Referring expression data
Segment Open
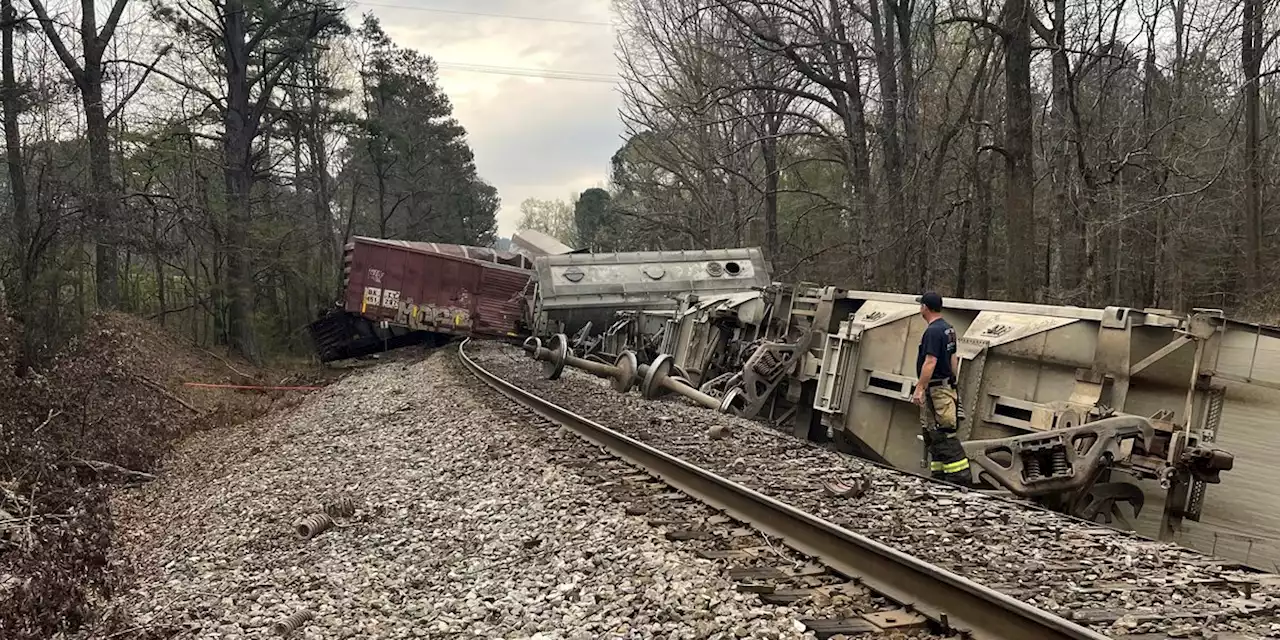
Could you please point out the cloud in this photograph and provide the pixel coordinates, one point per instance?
(533, 137)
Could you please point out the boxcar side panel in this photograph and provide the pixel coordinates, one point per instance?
(412, 286)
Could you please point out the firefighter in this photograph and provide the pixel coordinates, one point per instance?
(936, 364)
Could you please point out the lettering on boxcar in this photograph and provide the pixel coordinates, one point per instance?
(432, 318)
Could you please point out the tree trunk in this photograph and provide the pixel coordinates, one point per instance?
(769, 150)
(27, 261)
(1061, 245)
(238, 177)
(882, 35)
(1251, 59)
(1020, 188)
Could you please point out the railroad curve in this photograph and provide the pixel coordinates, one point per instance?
(949, 599)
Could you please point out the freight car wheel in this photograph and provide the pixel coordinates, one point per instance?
(533, 346)
(554, 366)
(626, 365)
(658, 371)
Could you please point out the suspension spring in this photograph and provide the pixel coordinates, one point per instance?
(1032, 467)
(292, 622)
(1060, 465)
(314, 525)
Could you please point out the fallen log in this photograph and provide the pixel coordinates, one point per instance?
(99, 466)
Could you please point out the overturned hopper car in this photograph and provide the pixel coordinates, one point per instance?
(400, 292)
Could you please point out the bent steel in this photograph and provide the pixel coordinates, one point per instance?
(935, 592)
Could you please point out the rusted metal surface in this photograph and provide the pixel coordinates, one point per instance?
(933, 592)
(434, 287)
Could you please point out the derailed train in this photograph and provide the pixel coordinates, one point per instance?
(1080, 410)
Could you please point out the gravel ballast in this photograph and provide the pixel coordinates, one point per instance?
(1115, 583)
(462, 529)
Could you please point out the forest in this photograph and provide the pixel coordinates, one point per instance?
(201, 163)
(1070, 152)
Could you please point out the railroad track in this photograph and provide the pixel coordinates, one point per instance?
(951, 602)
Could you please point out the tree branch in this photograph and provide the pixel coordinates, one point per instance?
(56, 41)
(138, 86)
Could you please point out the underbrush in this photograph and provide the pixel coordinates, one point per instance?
(97, 419)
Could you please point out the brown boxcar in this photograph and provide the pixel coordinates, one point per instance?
(401, 292)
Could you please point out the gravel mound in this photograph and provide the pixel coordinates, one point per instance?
(461, 530)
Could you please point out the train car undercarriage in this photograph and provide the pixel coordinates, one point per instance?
(1084, 411)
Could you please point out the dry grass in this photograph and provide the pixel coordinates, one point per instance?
(114, 396)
Segment Closed
Begin with the line containing "Could you please point out the overturned" and retype it and each line after it through the end of the records, keeping them exact and including nothing more.

Could you please point out the overturned hopper car in this photograph and provide the pixel coordinates, one point per instance?
(400, 292)
Could you please point out the bent steel in this photograph and provide the pixel coordinates, one point per instance?
(935, 592)
Could you please point out the rusted metal surface in this photograph and provide the pixel coordinates, one point per instance?
(933, 592)
(434, 287)
Could you please point out the derailed train in this photograph and provide the pixel coordinates, one point per instance?
(1080, 410)
Could you please point out the gravel ballast in this photograph and provide the pixel coordinates, one point per instance?
(1115, 583)
(462, 529)
Could you please point out the forest in this photograph and provide the pixel coordinates, one point per instance?
(201, 163)
(1070, 152)
Could you please point out the railroad track in this photograph and provide the pixel coordinates, one point per instance?
(951, 602)
Could you please point out the tree branch in this photograph and provide the pixel coordinates, one point per instance?
(56, 41)
(138, 86)
Could you please point out the underbrush in this photograph and provide the pixel coordinates, one point per instance?
(97, 419)
Could you please point out the brown boxcar in this photograph and provide the pixel coordinates, one point per instance?
(401, 292)
Could you please point out the gravel mound in this photograph and provide the pixel coordinates, one point per instance?
(461, 530)
Could you please point out the train car undercarriage in this photograph and provide the pixel coordinates, one point per instance?
(1084, 411)
Could you please point out the dry grass in this photograph and provide the pixel coordinates, one point per instance?
(114, 396)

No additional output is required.